* _QUOTED PASSAGE_:
+--
One year ago, the nation cried with Parkland, Florida, after a gunman killed 17 people at Marjory Stoneman Douglas High School. Many survivors channeled their grief into a nationwide effort to enact legislation aimed at preventing gun violence. They've been praised for their hard work and tenacity since the tragedy, and a beloved figure who has long worked towards gun reform added his voice to the chorus on Thursday. Barack Obama's Parkland anniversary message on Twitter celebrated the young advocates' successes in the most touching way.

"In the year since their friends were killed, the students of Parkland refused to settle for the way things are and marched, organized, and pushed for the way things should be - helping pass meaningful new gun violence laws in states across the country," Obama tweeted on Thursday. "I'm proud of all of them."

During his presidency, Obama worked hard on the issue of gun violence prevention, but he had limited success. In 2016, he released a series of executive orders enacting policies to reduce gun violence, for example, and in 2012 he set up a task force headed by Vice President Joe Biden to address the response to the tragic shooting at Sandy Hook Elementary School.

In the end, Obama's work toward gun control legislation didn't result in much change, the Guardian wrote. While a number of states managed to pass gun violence prevention laws, according to the Guardian, Republicans in Congress blocked any progress on that front at the federal level. Obama's efforts thus fell flat.
+--
* _INFORMATION PROVIDED_:

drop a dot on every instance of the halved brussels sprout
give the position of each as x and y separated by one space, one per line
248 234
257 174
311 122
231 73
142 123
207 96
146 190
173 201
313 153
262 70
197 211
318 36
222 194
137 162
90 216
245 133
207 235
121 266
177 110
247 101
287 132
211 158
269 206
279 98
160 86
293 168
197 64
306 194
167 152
+--
* _WHAT IS NEEDED_:
Rewrite the stretch of the Parkland anniversary article from "One year ago, the" through "most touching way.", changing "gunman" to "shooter".

* _RESULT FOR THIS EXERCISE_:
One year ago, the nation cried with Parkland, Florida, after a shooter killed 17 people at Marjory Stoneman Douglas High School. Many survivors channeled their grief into a nationwide effort to enact legislation aimed at preventing gun violence. They've been praised for their hard work and tenacity since the tragedy, and a beloved figure who has long worked towards gun reform added his voice to the chorus on Thursday. Barack Obama's Parkland anniversary message on Twitter celebrated the young advocates' successes in the most touching way.